__EXERCISE DIRECTIONS__:
Write out every record below exactly, leaving the pictures out.
Start of MATERIAL FOR THE TASK
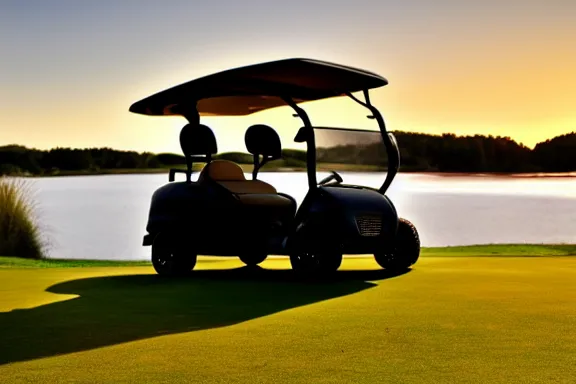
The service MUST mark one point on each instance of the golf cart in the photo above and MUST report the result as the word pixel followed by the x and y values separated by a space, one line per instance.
pixel 225 213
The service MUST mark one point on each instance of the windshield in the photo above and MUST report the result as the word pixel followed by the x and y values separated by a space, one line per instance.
pixel 349 150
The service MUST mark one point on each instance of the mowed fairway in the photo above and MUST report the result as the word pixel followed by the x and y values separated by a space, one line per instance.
pixel 450 319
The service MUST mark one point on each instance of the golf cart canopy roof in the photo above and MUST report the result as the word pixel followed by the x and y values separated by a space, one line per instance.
pixel 250 89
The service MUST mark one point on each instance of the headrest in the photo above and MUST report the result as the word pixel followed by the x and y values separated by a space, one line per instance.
pixel 263 140
pixel 222 170
pixel 197 140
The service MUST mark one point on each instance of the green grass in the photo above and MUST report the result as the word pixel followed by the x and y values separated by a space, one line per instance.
pixel 508 250
pixel 16 262
pixel 524 250
pixel 450 319
pixel 19 233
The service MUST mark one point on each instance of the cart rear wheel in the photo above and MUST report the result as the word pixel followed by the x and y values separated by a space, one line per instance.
pixel 171 260
pixel 253 259
pixel 307 262
pixel 406 249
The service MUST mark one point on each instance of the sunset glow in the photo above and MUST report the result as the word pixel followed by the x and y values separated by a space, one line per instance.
pixel 69 72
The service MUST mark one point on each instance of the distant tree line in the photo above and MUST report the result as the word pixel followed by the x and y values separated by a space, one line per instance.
pixel 451 153
pixel 419 152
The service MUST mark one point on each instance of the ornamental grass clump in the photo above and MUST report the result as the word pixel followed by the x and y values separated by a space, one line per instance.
pixel 20 234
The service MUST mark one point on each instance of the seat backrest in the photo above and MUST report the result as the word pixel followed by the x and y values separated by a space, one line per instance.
pixel 198 144
pixel 262 140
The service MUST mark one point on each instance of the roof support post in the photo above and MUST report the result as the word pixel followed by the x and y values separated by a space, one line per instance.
pixel 310 142
pixel 392 150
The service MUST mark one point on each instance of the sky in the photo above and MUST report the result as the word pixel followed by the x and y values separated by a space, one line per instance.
pixel 69 70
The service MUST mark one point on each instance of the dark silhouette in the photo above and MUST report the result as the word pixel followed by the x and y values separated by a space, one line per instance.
pixel 419 152
pixel 113 310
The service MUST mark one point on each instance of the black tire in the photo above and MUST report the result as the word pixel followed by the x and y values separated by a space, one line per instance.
pixel 253 259
pixel 405 251
pixel 171 260
pixel 322 263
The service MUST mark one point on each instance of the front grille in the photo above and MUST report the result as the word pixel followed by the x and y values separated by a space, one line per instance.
pixel 369 225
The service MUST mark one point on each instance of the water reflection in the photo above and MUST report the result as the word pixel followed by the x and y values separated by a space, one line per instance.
pixel 104 217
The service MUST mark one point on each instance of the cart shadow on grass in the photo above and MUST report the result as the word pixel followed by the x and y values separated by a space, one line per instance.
pixel 117 309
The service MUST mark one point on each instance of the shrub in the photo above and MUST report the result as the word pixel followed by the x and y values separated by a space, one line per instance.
pixel 19 233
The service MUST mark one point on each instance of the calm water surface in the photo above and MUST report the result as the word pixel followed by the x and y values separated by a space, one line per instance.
pixel 104 217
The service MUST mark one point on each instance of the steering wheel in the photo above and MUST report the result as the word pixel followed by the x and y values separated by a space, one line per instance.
pixel 333 176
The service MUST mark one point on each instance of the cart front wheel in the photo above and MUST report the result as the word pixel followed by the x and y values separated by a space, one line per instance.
pixel 405 251
pixel 307 262
pixel 170 260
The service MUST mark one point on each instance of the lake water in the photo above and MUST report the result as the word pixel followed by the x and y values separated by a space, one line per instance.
pixel 104 217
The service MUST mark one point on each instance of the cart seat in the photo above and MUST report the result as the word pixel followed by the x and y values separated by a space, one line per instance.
pixel 250 192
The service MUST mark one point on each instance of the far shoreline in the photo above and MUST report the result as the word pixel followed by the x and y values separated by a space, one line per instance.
pixel 248 168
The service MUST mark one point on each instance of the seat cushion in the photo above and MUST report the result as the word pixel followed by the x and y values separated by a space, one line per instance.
pixel 248 187
pixel 222 170
pixel 265 199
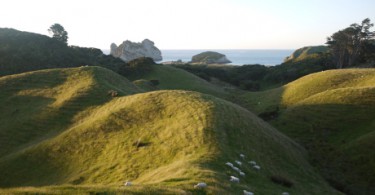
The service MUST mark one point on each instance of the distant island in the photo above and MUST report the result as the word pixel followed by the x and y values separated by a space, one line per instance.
pixel 210 57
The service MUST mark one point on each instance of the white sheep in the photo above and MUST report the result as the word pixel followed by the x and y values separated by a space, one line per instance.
pixel 252 163
pixel 236 169
pixel 247 192
pixel 234 179
pixel 200 185
pixel 229 164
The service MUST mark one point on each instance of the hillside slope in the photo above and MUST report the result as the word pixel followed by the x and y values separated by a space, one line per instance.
pixel 163 141
pixel 24 51
pixel 332 114
pixel 36 104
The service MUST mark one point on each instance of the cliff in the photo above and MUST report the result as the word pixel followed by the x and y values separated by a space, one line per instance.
pixel 128 50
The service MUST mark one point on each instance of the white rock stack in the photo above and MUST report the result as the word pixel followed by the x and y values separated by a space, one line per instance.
pixel 128 50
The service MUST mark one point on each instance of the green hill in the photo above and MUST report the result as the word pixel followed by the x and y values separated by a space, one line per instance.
pixel 331 114
pixel 24 51
pixel 170 77
pixel 62 133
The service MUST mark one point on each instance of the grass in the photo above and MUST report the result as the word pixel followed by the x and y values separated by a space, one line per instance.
pixel 171 78
pixel 77 139
pixel 331 114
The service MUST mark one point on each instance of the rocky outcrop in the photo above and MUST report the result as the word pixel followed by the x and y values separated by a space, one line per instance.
pixel 210 57
pixel 128 50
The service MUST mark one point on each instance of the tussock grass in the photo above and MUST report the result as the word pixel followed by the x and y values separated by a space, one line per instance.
pixel 163 141
pixel 331 114
pixel 171 78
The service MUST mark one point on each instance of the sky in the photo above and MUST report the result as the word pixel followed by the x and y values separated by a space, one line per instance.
pixel 189 24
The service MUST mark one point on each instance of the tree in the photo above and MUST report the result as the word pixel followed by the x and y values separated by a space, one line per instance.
pixel 59 33
pixel 346 45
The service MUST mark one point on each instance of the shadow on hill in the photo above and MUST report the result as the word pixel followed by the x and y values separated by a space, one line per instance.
pixel 338 138
pixel 32 109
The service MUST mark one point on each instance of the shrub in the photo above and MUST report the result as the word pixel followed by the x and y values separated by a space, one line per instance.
pixel 113 93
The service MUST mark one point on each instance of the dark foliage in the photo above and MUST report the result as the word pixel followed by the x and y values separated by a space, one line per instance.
pixel 23 52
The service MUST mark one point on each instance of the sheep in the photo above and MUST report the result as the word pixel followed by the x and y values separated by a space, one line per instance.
pixel 252 163
pixel 229 164
pixel 247 192
pixel 200 185
pixel 236 169
pixel 234 179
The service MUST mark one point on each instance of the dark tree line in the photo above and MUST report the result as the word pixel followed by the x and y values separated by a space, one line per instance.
pixel 349 44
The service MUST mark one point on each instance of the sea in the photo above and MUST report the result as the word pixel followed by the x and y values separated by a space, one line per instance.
pixel 269 57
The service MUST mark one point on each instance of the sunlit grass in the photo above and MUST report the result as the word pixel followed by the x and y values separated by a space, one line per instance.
pixel 86 141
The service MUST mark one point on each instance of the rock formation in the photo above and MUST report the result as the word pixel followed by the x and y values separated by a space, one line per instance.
pixel 130 50
pixel 210 57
End of MATERIAL FOR THE TASK
__EXERCISE SOLUTION__:
The service MUST mark one point on each instance of the golf cart in the photo above and MUST report the result as the word pixel followed by the x and y values separated by a space, one line per instance.
pixel 225 213
The service MUST mark one point on each instance of the windshield in the photo above and MUST report the result as the word pixel followed by the x and y values separated by a space, one line per instance.
pixel 349 150
The service MUST mark one point on each instance of the mowed fairway in the photo above and MUST report the result as the word pixel followed by the x and y values separated by a space, one line per instance.
pixel 450 319
The service MUST mark one point on each instance of the golf cart canopy roof in the photo above and MUST report the result as the word pixel followed by the x and y values separated by a space, one line per instance.
pixel 250 89
The service MUST mark one point on each instance of the headrest in the photo above and MUST report the result as the word pixel followed by the x and y values separated by a space, one line per instance.
pixel 263 140
pixel 222 170
pixel 197 140
The service MUST mark one point on each instance of the green grass in the photo above and MUST report the result as the word pixel followed by the x and y values separated by a space, one line per instance.
pixel 508 250
pixel 16 262
pixel 524 250
pixel 450 319
pixel 19 233
The service MUST mark one point on each instance of the cart rear wheel in the photo above and MUST report the result as the word pixel followed by the x and y values separated by a space, one line per instance.
pixel 171 260
pixel 253 259
pixel 307 262
pixel 406 249
The service MUST mark one point on each instance of the sunset glow in the photo above and MUST report the result as the word pixel followed by the x and y values separated by a space, one line per instance.
pixel 69 72
The service MUST mark one point on each instance of the distant tree line in the photo above and MUST report the result as the word pixel followed by the x and y values separated by a space, one line per instance.
pixel 451 153
pixel 419 152
The service MUST mark one point on each instance of the ornamental grass clump in the photo above and MUST report the result as the word pixel followed by the x and y values separated by a space, one line per instance.
pixel 20 234
The service MUST mark one point on each instance of the seat backrest in the photo above and MUST report the result as the word pixel followed by the x and y values separated by a space, one line per instance.
pixel 198 144
pixel 262 140
The service MUST mark one point on each instance of the roof support post in the photo above and MUST report the result as the word pixel followed by the x and y values separated by a space, one line per instance.
pixel 310 142
pixel 392 150
The service MUST mark one point on each instance of the sky in the photo above and MUST report the result as the word pixel followed by the x and y values separated by a space, one line per instance.
pixel 69 70
The service MUST mark one point on each instance of the dark silhouette in the photo above and MUST report the result as the word pixel followed by the x and y values separated by a space, one line per instance.
pixel 419 152
pixel 113 310
The service MUST mark one point on each instance of the black tire in the photo above and MUST report the result as the word pixel followed by the x and y values separated by a space, one line per instance.
pixel 253 259
pixel 405 251
pixel 171 260
pixel 322 263
The service MUST mark one point on each instance of the front grille in the photo above and MUST report the result as the word pixel followed by the x and y values separated by a space, one line per instance.
pixel 369 225
The service MUST mark one point on each instance of the water reflection in the photo above and MUST report the result as the word pixel followed by the x and y values separated by a space, one line per instance.
pixel 104 217
The service MUST mark one point on each instance of the cart shadow on grass in the photo above and MUST report the result as the word pixel followed by the x and y values separated by a space, one line per instance.
pixel 117 309
The service MUST mark one point on each instance of the shrub in the photo above and MUST report the result as the word pixel followed by the x and y values separated by a space, one line per instance.
pixel 19 233
The service MUST mark one point on each instance of the calm water surface in the photo above and MUST report the result as the word pixel followed by the x and y values separated by a space, one line per instance.
pixel 104 217
The service MUST mark one point on each instance of the steering wheel in the photo above and MUST report the result as the word pixel followed by the x and y values separated by a space, one line per instance.
pixel 333 176
The service MUST mark one point on each instance of the cart front wheel in the photo above and MUST report the result as the word pixel followed by the x and y values separated by a space, one line per instance.
pixel 405 251
pixel 307 262
pixel 170 260
The service MUST mark one point on each instance of the lake water in the photo above and MUST report the result as the word pixel followed by the x and y values separated by a space, one line per instance.
pixel 104 217
The service MUST mark one point on each instance of the cart seat in the photo above and MUST report the result as the word pixel followed by the x and y values separated by a space, one line per instance.
pixel 250 192
The service MUST mark one point on each instance of the far shoreline in the photo above and MUST report the result as the word pixel followed by the x and y values separated by a space, one line per instance.
pixel 248 168
The service MUST mark one point on each instance of the seat cushion in the photo above and MUST report the result as the word pixel followed by the x and y values separated by a space, one line per instance.
pixel 248 187
pixel 222 170
pixel 265 199
The service MUST mark one point on each instance of the distant island in the photo above and MUST report the result as the word pixel followed by the x and y values separated by a space, one line per instance.
pixel 210 57
The service MUST mark one point on each instance of the white sheep in the photo above and MUST report the result as the word pixel followed by the x and y values separated by a space, one line per instance.
pixel 252 163
pixel 236 169
pixel 247 192
pixel 234 179
pixel 200 185
pixel 229 164
The service MUST mark one point on each instance of the hillside slope in the photo above and MUST report the result as the word pixel followed by the x and y values separated by a space, one line per instance.
pixel 163 141
pixel 24 51
pixel 332 114
pixel 36 104
The service MUST mark one point on each instance of the cliff in the photo above and MUST report the result as the word pixel followed by the x and y values separated by a space, one line per instance.
pixel 128 50
The service MUST mark one point on each instance of the white rock stack in the photo above and MUST report the result as the word pixel followed by the x and y values separated by a space, one line per instance.
pixel 128 50
The service MUST mark one point on each instance of the green hill in the photo above and MUST report the result as the word pixel followed by the x and y values separated by a space, one line per instance.
pixel 331 114
pixel 24 51
pixel 170 77
pixel 62 133
The service MUST mark one point on each instance of the grass in the photo above and MUST report the result as the word pixel followed by the x and y values separated by a space, one line per instance.
pixel 171 78
pixel 77 139
pixel 331 114
The service MUST mark one point on each instance of the rocky outcrop in the photo above and MUST report the result as the word pixel followed by the x and y values separated by a space, one line per instance.
pixel 210 57
pixel 128 50
The service MUST mark one point on each instance of the tussock grass in the photo above and MUST report the result as the word pixel followed by the x and y values separated by a space, one line per instance.
pixel 163 141
pixel 331 114
pixel 171 78
The service MUST mark one point on each instance of the sky in the photo above and MUST report the result as the word pixel followed by the x and y values separated by a space, one line per instance.
pixel 189 24
The service MUST mark one point on each instance of the tree in the photo above and MUST report the result as the word pixel followed by the x and y values separated by a space, one line per instance.
pixel 59 33
pixel 346 45
The service MUST mark one point on each instance of the shadow on hill in the photo above and MUST report the result as the word pixel followed by the x and y values separated by a space, one line per instance.
pixel 338 138
pixel 32 109
The service MUST mark one point on each instance of the shrub in the photo above and MUST report the result as the word pixel followed by the x and y values separated by a space, one line per instance.
pixel 113 93
The service MUST mark one point on each instance of the dark foliage in the photo above and MUST report the result as the word pixel followed by the x and y values separated by a space, one line per instance.
pixel 23 52
The service MUST mark one point on each instance of the sheep in the photo above and MUST report the result as the word pixel followed by the x and y values separated by a space, one line per instance.
pixel 252 163
pixel 229 164
pixel 247 192
pixel 200 185
pixel 236 169
pixel 234 179
The service MUST mark one point on each instance of the dark tree line in the photo above and MUST report the result as the word pixel followed by the x and y values separated by a space, one line per instance.
pixel 349 44
The service MUST mark one point on each instance of the sea in the photo above and MUST report the result as the word pixel followed by the x and y values separated by a space, one line per instance.
pixel 269 57
The service MUST mark one point on each instance of the sunlit grass in the photo above and MUST report the result as the word pixel followed by the x and y values separated by a space, one line per instance.
pixel 86 141
The service MUST mark one point on each instance of the rock formation in the photo above and MUST report the result as the word pixel followed by the x and y values separated by a space, one line per instance.
pixel 130 50
pixel 210 57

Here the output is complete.